(Labeled-object pointing entries)
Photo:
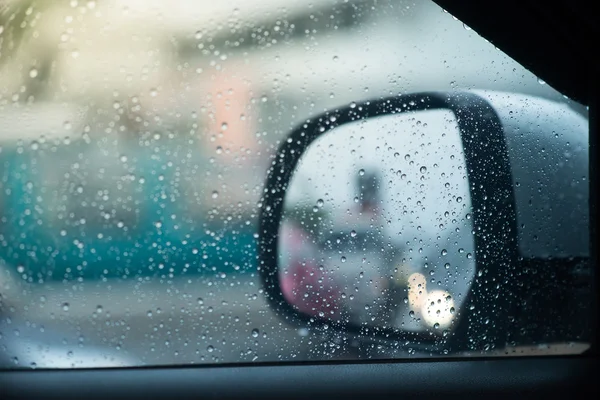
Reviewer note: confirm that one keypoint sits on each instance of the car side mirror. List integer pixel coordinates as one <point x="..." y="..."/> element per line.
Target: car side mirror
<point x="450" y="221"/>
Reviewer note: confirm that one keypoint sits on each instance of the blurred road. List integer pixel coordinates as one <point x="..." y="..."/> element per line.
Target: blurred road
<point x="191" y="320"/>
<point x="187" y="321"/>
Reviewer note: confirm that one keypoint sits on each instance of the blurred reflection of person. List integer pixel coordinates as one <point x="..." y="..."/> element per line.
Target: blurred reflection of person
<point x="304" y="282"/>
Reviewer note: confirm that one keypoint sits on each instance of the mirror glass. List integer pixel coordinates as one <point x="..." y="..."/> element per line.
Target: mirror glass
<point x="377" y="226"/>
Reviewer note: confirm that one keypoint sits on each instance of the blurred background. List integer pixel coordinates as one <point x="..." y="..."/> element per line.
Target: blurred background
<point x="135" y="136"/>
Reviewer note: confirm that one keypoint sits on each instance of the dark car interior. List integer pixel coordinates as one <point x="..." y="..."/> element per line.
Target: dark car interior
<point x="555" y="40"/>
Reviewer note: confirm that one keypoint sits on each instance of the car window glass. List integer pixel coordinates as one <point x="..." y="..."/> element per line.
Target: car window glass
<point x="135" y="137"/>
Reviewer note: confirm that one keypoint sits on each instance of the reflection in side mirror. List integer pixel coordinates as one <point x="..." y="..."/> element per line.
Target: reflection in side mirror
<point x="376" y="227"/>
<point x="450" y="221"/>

| Exercise aim |
Could you render every item above as a JSON list of strings, with one string per line and blank lines omitted? Leave the pictures out.

| Solution to the exercise |
[
  "Photo:",
  "Reviewer note: confirm that one keypoint sits on each instance of the car side mirror. List integer pixel coordinates as one <point x=\"...\" y=\"...\"/> element per line.",
  "Target: car side mirror",
  "<point x=\"450\" y=\"221\"/>",
  "Reviewer note: confirm that one keypoint sits on each instance of the blurred road. List integer pixel coordinates as one <point x=\"...\" y=\"...\"/> element per line.",
  "Target: blurred road",
  "<point x=\"191\" y=\"320\"/>",
  "<point x=\"187\" y=\"321\"/>",
  "Reviewer note: confirm that one keypoint sits on each instance of the blurred reflection of person. List integer pixel coordinates as one <point x=\"...\" y=\"...\"/> element per line.",
  "Target: blurred reflection of person",
  "<point x=\"304\" y=\"282\"/>",
  "Reviewer note: confirm that one keypoint sits on each instance of the mirror glass. List integer pixel coordinates as one <point x=\"...\" y=\"...\"/> element per line.",
  "Target: mirror glass",
  "<point x=\"377\" y=\"226\"/>",
  "Reviewer note: confirm that one keypoint sits on each instance of the blurred background. List integer pixel coordinates as one <point x=\"...\" y=\"...\"/> element per line.",
  "Target: blurred background",
  "<point x=\"135\" y=\"136\"/>",
  "Reviewer note: confirm that one keypoint sits on each instance of the dark car interior. List integer pixel coordinates as one <point x=\"...\" y=\"...\"/> element per line.",
  "Target: dark car interior",
  "<point x=\"555\" y=\"40\"/>",
  "Reviewer note: confirm that one keypoint sits on each instance of the car window glass. List integer pixel coordinates as one <point x=\"...\" y=\"...\"/> element per line.",
  "Target: car window glass",
  "<point x=\"135\" y=\"137\"/>",
  "Reviewer note: confirm that one keypoint sits on each instance of the reflection in side mirror. List integer pixel coordinates as one <point x=\"...\" y=\"...\"/> element per line.",
  "Target: reflection in side mirror",
  "<point x=\"376\" y=\"227\"/>",
  "<point x=\"450\" y=\"221\"/>"
]